Document extract:
(RNS) — Ahead of a formal opinion, a federal appeals court temporarily ruled Friday (Sept. 12) that the Trump administration can suspend refugee admissions, staying previous legal decisions that had required the administration to admit some refugees who already had travel plans to the U.S. before the suspension was announced.
The U.S. Court of Appeals for the 9th Circuit also ruled that the administration cannot stop providing services to refugees after they arrive in the U.S.
The stay is the latest development in Pacito v. Trump, a lawsuit brought by Church World Service, HIAS, Lutheran Community Services Northwest and individual refugee families. The case challenges both the Trump administration’s suspension of refugee admissions and its funding freeze for refugee resettlement agencies.
The decision received a mixed reaction from the plaintiffs.
Mark Hetfield, president and CEO of HIAS, a Jewish organization that works with refugees, told RNS the decision leaves “thousands of DHS vetted and approved refugees stranded, their pathway to safety taken away from them.” He added, “On the other hand, we welcome the 9th Circuit’s finding against President (Donald) Trump’s attempt to shut down resettlement services to recently arrived refugees.”

[Segmentation labeling entries]
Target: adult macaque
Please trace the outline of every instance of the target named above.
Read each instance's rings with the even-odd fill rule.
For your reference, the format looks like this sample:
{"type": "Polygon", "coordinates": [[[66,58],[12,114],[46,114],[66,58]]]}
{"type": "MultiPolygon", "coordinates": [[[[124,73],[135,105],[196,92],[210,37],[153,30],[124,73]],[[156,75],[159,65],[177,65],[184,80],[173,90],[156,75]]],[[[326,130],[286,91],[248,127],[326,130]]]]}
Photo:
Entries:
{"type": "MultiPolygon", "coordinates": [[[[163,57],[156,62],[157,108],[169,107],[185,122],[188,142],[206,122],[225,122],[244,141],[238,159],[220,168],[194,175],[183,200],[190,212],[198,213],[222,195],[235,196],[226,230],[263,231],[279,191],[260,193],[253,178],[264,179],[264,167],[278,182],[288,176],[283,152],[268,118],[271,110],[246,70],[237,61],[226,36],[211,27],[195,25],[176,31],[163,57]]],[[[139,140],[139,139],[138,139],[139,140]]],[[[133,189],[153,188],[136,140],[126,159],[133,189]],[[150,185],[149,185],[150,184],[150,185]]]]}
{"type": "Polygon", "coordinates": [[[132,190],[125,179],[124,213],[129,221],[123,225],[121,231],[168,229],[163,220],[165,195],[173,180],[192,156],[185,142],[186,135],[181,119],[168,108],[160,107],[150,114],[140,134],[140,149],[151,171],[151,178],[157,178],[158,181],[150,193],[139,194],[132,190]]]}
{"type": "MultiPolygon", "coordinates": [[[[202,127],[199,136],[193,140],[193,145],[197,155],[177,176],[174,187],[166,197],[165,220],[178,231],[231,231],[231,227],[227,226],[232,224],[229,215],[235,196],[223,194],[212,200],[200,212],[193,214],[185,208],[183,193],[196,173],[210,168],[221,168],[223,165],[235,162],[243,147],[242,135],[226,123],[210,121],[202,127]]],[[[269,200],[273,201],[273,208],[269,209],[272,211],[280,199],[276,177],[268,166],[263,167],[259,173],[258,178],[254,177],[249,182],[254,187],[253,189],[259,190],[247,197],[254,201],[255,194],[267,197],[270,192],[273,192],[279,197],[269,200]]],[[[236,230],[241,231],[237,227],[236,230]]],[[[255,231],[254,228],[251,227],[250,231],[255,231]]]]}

Work instructions:
1. In the article on the refugee admissions ruling, copy out the passage from "(RNS) — Ahead" up to and including "in the U.S.".
2. Answer these questions using the article on the refugee admissions ruling:
(a) Which court issued the temporary ruling?
(b) What is the name of the lawsuit in which the stay was issued?
(c) Who is the president and CEO of HIAS?
These entries have no connection to the article on the refugee admissions ruling.

Answers for this exercise:
1.
(RNS) — Ahead of a formal opinion, a federal appeals court temporarily ruled Friday (Sept. 12) that the Trump administration can suspend refugee admissions, staying previous legal decisions that had required the administration to admit some refugees who already had travel plans to the U.S. before the suspension was announced.
The U.S. Court of Appeals for the 9th Circuit also ruled that the administration cannot stop providing services to refugees after they arrive in the U.S.

2.
(a) The U.S. Court of Appeals for the 9th Circuit.
(b) Pacito v. Trump.
(c) Mark Hetfield.